BEGIN Provided passage
`relevanceai.api.endpoints.recommend`

Recommmend services.

Module Contents

Classes

RecommendClient

Base class for all relevanceai client utilities

class relevanceai.api.endpoints.recommend.RecommendClient(project, api_key)

Bases: relevanceai.base._Base

Base class for all relevanceai client utilities

vector(self, dataset_id: str, positive_document_ids: dict = {}, negative_document_ids: dict = {}, vector_fields=[], approximation_depth: int = 0, vector_operation: str = 'sum', sum_fields: bool = True, page_size: int = 20, page: int = 1, similarity_metric: str = 'cosine', facets: list = [], filters: list = [], min_score: float = 0, select_fields: list = [], include_vector: bool = False, include_count: bool = True, asc: bool = False, keep_search_history: bool = False, hundred_scale: bool = False)

Vector Search based recommendations are done by extracting the vectors of the documents ids specified performing some vector operations and then searching the dataset with the resultant vector. This allows us to not only do recommendations but personalized and weighted recommendations.

Here are a couple of different scenarios and what the queries would look like for those:

Recommendations Personalized by single liked product:

>>> positive_document_ids=['A']

-> Document ID A Vector = Search Query

Recommendations Personalized by multiple liked product:

>>> positive_document_ids=['A', 'B']

-> Document ID A Vector + Document ID B Vector = Search Query

Recommendations Personalized by multiple liked product and disliked products:

>>> positive_document_ids=['A', 'B'], negative_document_ids=['C', 'D']

-> (Document ID A Vector + Document ID B Vector) - (Document ID C Vector + Document ID C Vector) = Search Query

Recommendations Personalized by multiple liked product and disliked products with weights:

>>> positive_document_ids={'A':0.5, 'B':1}, negative_document_ids={'C':0.6, 'D':0.4}

-> (Document ID A Vector * 0.5 + Document ID B Vector * 1) - (Document ID C Vector * 0.6 + Document ID D Vector * 0.4) = Search Query

You can change the operator between vectors with vector_operation:

e.g. >>> positive_document_ids=[‘A’, ‘B’], negative_document_ids=[‘C’, ‘D’], vector_operation=’multiply’

-> (Document ID A Vector * Document ID B Vector) - (Document ID C Vector * Document ID D Vector) = Search Query

Parameters

dataset_id (string) – Unique name of dataset
positive_document_ids (dict) – Positive document IDs to personalize the results with, this will retrive the vectors from the document IDs and consider it in the operation.
END Provided passage
BEGIN Raw data
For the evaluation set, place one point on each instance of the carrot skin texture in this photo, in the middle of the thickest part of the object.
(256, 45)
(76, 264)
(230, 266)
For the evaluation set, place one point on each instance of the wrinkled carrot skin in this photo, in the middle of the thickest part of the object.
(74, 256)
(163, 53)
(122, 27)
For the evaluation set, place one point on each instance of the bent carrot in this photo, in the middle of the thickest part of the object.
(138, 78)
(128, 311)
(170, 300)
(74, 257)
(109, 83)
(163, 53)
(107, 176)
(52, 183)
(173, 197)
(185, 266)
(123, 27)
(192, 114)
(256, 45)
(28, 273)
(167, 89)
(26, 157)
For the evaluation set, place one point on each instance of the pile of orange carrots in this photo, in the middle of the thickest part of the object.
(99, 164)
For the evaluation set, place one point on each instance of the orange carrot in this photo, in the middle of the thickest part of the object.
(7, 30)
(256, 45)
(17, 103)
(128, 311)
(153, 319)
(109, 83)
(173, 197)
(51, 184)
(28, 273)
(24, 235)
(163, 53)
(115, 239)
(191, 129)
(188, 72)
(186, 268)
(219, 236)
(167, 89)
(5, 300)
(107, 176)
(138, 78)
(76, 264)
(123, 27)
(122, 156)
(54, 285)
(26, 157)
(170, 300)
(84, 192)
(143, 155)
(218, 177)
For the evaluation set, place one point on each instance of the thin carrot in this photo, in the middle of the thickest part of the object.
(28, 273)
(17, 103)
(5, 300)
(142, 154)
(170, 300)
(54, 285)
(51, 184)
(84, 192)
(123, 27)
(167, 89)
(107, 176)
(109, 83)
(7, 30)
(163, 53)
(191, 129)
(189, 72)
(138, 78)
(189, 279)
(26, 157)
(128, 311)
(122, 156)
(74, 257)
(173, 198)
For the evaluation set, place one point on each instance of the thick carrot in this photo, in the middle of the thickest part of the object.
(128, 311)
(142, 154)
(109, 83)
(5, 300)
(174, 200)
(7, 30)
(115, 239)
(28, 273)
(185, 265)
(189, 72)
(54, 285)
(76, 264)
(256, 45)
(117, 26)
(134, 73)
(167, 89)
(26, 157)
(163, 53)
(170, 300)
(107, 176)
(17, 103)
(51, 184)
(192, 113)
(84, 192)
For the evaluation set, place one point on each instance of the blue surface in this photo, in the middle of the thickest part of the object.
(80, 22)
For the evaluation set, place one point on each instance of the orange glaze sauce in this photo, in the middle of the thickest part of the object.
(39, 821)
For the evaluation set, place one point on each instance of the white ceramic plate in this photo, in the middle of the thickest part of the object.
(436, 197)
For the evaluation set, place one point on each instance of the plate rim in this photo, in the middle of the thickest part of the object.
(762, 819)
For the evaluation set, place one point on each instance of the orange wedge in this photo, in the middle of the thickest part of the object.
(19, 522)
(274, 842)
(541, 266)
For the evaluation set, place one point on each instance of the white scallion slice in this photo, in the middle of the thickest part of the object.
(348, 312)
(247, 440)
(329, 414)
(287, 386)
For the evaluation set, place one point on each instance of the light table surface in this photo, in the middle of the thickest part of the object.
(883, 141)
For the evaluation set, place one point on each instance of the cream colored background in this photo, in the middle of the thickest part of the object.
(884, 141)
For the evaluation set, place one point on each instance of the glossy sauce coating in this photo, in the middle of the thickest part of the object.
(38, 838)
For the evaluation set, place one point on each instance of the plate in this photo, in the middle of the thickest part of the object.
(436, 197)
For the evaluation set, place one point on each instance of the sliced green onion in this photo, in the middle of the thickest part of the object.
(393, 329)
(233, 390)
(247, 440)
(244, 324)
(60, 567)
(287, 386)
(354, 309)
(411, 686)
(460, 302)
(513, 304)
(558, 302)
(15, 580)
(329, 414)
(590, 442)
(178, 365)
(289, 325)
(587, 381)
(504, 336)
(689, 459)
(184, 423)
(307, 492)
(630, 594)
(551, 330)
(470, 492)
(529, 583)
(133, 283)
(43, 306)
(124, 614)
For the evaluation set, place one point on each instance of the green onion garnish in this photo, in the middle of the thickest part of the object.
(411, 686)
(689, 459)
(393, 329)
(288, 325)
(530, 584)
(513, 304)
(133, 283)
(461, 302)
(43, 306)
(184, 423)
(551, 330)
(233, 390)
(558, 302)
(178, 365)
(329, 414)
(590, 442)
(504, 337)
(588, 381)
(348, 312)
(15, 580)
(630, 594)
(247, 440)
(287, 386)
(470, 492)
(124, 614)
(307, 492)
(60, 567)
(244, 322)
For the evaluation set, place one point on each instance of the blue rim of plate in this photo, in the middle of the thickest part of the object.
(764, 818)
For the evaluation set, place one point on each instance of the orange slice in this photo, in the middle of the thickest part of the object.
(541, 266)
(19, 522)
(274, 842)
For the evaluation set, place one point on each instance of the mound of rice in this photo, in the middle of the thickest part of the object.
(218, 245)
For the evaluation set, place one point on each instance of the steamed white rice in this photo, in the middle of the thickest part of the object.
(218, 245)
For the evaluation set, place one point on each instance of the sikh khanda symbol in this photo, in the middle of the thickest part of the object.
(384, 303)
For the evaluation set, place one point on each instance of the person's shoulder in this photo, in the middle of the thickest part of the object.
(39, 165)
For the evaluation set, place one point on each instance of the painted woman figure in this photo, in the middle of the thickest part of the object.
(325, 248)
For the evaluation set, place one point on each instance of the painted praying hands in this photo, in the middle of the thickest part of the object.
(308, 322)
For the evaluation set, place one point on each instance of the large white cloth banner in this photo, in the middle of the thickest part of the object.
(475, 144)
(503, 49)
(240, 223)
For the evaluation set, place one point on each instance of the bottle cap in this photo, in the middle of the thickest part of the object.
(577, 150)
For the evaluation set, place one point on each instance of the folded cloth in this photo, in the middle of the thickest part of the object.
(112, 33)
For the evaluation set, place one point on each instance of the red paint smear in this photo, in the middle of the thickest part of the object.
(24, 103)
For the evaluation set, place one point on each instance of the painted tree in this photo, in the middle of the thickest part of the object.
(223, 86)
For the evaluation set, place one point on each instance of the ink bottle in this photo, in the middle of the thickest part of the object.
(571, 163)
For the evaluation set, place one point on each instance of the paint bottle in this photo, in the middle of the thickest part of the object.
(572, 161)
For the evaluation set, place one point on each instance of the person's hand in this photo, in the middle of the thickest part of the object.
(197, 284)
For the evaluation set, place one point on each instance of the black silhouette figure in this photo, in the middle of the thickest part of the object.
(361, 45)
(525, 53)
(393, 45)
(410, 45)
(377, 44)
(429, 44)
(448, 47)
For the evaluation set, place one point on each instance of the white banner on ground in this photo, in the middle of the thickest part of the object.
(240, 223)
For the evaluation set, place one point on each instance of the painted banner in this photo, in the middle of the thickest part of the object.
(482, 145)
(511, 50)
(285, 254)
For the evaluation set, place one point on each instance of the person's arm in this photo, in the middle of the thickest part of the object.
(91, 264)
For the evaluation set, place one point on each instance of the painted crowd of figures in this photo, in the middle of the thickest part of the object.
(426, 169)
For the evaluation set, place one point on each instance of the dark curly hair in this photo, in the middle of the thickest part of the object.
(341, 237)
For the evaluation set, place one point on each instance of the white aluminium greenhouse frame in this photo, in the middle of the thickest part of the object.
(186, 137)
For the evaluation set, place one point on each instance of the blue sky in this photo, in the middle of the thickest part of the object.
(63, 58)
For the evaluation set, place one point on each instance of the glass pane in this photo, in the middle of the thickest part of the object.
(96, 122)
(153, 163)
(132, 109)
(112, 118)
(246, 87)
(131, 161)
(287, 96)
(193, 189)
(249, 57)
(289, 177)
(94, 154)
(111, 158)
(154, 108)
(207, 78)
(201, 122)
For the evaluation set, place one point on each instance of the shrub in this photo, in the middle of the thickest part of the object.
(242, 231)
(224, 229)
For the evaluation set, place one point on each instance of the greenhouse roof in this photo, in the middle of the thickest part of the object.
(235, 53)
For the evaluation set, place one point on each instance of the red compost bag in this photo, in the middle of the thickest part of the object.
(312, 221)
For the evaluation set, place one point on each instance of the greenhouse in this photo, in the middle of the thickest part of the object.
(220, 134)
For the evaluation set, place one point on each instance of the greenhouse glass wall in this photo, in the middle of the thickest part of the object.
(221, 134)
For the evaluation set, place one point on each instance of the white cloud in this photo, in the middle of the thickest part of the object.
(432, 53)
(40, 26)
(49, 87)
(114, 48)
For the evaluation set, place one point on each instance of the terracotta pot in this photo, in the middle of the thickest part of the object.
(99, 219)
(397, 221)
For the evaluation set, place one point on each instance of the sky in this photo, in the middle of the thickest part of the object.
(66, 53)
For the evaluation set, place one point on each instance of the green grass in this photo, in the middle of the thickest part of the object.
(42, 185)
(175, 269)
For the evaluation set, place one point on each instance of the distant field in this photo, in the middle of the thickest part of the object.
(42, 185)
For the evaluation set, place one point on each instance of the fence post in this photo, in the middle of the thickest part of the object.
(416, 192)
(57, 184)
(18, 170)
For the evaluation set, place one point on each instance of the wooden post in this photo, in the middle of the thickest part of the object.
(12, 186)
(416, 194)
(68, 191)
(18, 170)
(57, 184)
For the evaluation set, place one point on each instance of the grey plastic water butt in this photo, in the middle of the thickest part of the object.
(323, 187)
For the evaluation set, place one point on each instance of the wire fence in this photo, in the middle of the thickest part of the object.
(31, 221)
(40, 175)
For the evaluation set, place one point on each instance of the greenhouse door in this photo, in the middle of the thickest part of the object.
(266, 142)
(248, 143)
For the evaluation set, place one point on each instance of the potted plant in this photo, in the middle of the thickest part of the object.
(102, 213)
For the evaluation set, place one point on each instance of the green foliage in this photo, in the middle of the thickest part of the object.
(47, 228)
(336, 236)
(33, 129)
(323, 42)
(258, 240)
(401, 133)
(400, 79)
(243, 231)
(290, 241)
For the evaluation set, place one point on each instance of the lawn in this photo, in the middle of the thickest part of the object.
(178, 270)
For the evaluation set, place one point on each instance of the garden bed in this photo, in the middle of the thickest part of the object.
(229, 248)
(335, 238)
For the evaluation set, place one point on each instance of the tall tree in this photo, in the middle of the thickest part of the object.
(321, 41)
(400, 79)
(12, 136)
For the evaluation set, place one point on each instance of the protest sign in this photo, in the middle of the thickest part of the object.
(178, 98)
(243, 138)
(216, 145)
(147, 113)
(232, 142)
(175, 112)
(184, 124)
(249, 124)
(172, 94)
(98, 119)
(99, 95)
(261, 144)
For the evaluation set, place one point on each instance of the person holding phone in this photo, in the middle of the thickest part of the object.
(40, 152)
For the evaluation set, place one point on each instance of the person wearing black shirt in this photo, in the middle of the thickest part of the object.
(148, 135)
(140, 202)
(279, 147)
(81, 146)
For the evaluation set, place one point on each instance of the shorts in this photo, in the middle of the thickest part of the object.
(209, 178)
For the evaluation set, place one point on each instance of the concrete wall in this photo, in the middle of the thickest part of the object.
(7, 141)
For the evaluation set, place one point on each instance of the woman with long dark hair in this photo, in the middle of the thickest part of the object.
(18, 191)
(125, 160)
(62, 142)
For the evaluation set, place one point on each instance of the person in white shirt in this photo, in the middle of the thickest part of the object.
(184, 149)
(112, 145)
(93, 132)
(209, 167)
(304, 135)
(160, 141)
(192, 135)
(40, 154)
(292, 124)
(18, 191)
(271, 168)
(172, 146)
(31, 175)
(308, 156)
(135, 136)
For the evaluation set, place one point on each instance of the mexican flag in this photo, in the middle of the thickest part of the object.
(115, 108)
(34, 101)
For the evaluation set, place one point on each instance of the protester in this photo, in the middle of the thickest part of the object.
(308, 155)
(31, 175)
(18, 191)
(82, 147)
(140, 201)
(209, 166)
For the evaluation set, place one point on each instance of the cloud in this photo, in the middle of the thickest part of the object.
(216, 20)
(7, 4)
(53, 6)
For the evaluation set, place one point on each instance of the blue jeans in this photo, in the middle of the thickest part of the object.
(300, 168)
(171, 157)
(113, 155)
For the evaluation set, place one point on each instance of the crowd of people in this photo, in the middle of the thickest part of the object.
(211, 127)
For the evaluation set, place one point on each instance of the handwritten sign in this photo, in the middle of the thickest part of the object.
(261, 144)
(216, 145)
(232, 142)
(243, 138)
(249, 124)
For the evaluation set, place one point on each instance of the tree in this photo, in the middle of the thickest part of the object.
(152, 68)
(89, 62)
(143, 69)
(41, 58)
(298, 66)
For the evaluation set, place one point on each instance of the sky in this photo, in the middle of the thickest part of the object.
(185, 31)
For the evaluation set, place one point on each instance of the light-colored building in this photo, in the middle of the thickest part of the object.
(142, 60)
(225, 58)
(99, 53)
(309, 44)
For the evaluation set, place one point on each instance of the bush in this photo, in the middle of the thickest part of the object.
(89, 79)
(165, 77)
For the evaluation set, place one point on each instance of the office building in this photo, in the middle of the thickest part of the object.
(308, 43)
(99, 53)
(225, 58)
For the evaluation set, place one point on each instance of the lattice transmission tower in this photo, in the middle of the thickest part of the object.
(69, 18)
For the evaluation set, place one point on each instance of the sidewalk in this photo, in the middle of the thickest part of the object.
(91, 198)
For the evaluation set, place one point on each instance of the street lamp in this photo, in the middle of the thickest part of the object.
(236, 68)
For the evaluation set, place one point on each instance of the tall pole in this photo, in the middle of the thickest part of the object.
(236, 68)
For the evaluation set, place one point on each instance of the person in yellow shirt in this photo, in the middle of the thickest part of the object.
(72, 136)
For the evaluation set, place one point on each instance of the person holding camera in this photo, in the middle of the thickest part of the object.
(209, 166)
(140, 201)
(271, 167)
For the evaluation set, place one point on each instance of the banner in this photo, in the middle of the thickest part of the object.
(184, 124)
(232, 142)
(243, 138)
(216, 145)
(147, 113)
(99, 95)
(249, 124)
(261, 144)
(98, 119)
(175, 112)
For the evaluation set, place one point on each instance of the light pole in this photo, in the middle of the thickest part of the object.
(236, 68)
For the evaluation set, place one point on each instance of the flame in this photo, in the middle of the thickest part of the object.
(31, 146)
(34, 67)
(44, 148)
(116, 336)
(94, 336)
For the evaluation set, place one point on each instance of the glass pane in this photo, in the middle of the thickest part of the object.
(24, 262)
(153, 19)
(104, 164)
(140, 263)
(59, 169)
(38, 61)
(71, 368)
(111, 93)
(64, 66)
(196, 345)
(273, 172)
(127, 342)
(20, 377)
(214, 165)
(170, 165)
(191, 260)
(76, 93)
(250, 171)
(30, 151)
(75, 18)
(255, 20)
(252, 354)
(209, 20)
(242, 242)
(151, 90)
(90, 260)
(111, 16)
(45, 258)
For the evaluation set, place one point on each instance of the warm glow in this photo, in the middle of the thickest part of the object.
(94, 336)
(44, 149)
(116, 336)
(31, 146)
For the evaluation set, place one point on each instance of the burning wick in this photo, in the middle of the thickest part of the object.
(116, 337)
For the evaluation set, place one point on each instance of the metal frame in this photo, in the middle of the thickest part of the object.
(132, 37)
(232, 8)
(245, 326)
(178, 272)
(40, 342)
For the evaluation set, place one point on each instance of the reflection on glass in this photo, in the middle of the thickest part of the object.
END Raw data
→ Work to do: From the RecommendClient documentation, copy verbatim the part that opens with the words "vector(self, dataset_id: str, positive_document_ids: dict" and closes with "and weighted recommendations.".

→ Solved problem:
vector(self, dataset_id: str, positive_document_ids: dict = {}, negative_document_ids: dict = {}, vector_fields=[], approximation_depth: int = 0, vector_operation: str = 'sum', sum_fields: bool = True, page_size: int = 20, page: int = 1, similarity_metric: str = 'cosine', facets: list = [], filters: list = [], min_score: float = 0, select_fields: list = [], include_vector: bool = False, include_count: bool = True, asc: bool = False, keep_search_history: bool = False, hundred_scale: bool = False)

Vector Search based recommendations are done by extracting the vectors of the documents ids specified performing some vector operations and then searching the dataset with the resultant vector. This allows us to not only do recommendations but personalized and weighted recommendations.